=== Exercise instructions ===
1. Could you transcribe everything in the article on Singapore's population from "Phua Mei Pin" down to "accommodate more people."?
2. Can you carry on the article about Singapore's population debate from the point where it stops?

=== Extract ===
- - -
He says it's difficult to give a concrete number as the situation is evolving

Phua Mei Pin Straits Times 24 Sep 12;

A DISCUSSION on the country's ideal population size became the highlight of an hour-long televised forum with Prime Minister Lee Hsien Loong last night.

And while he said it was difficult to pinpoint a concrete number, he estimated that Singapore would be able to house about six million people in the future.

Said PM Lee: "It's very hard to give a concrete figure because the situation is evolving. We're gradually increasing our land area, and if we rebuild our older towns, then we can accommodate more people.

"Today our population is over five million. In the future, six million or so should not be a problem. Beyond that, we'll have to think more carefully."

That number falls in line with the 6.5million figure that has been used as a government planning parameter since 2007. With the population standing at 5.26 million as at December last year, and frustration about currently overtaxed public infrastructure, concern has been rising over Singapore's population size.

The question followed a frank exchange with 30 Singaporeans on issues ranging from pre-school education to the state of the Chinese community.

Acting Minister for Community Development, Youth and Sports Chan Chun Sing, Minister of State for Finance and Transport Josephine Teo and Senior Parliamentary Secretary for Education and Law Sim Ann were also on the panel at the forum conducted in Mandarin.

Participants were upbeat about the prospects of future generations, and in full support of Mr Lee's call for less stress on children and more games-based learning at pre-school level. But several people voiced a reluctance to start families.
- - -
=== Supplied information ===
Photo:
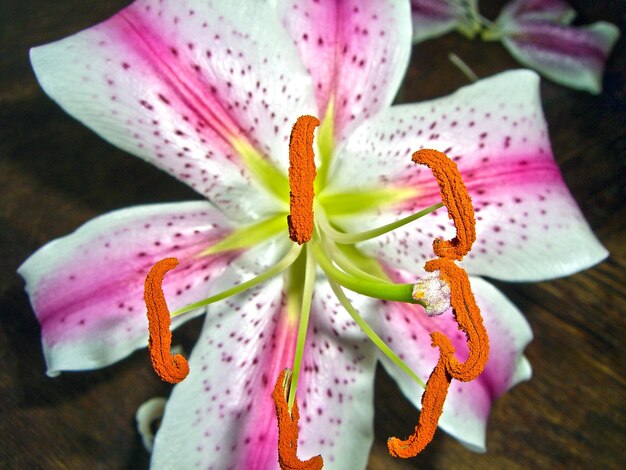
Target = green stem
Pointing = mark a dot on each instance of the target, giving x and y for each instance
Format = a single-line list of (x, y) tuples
- - -
=== Expected outputs ===
1.
Phua Mei Pin Straits Times 24 Sep 12;

A DISCUSSION on the country's ideal population size became the highlight of an hour-long televised forum with Prime Minister Lee Hsien Loong last night.

And while he said it was difficult to pinpoint a concrete number, he estimated that Singapore would be able to house about six million people in the future.

Said PM Lee: "It's very hard to give a concrete figure because the situation is evolving. We're gradually increasing our land area, and if we rebuild our older towns, then we can accommodate more people.

2.
These sentiments spoke to a need for immigration to make up for the low birth rate, which Mr Lee said was difficult for the Government. "We know that we have a low birth rate... but we haven't found a perfect answer. Actually, a lot of societies have not found it. Until we find that solution, one of the ways we can address this issue is by bringing in more immigrants," he said.

But he said he knew that many Singaporeans may not agree, so took a poll of the audience.

Asked if Singapore should continue to bring in new immigrants, 67 per cent of the 30 participants said yes. To this, Mr Lee remarked: "Not bad. That's two to one."

About 77 per cent of the group also said Singaporeans can accept foreigners.

Company chairman Thomas Chua said foreigners helped drive economic development, but financial consultant Vincent Tan thought immigrants would leave if advantages moved elsewhere.

Mr Lee said he could understand if some Singaporeans held strong views about the impact of immigration, but he could not accept Singaporeans behaving ungraciously towards foreigners, as could be seen in anonymous anti-foreigner postings online.

"There may be real problems, and these need to be solved. But at a human-to-human level, there needs to be mutual respect," he said.

The 6 million question
With improvement to old towns, increasing land area, it's possible to accommodate 6 million people, says PM Lee
Neo Chai Chin Today Online 24 Sep 12;

SINGAPORE - With older towns being rebuilt and efforts to increase Singapore's land area, a population of six million is possible, said Prime Minister Lee Hsien Loong in a Mandarin dialogue with 30 participants televised yesterday.

Asked by moderator Chun Guek Lay what Singapore's ideal population should be if it is to continue its economic progress, Mr Lee replied: "It's very hard to give a concrete figure, because the situation is evolving."

He continued: "We're gradually increasing our land area, and if we rebuild our older towns, then we can accommodate more people. Today our population is over five million. In the future, six million or so should not be a problem. Beyond that, we'll have to think more carefully."

Speaking during the segment devoted to immigration, Mr Lee said it was a way of addressing Singapore's low fertility rate - which was 1.2 last year - although newcomers need to assimilate and tensions may sometimes arise.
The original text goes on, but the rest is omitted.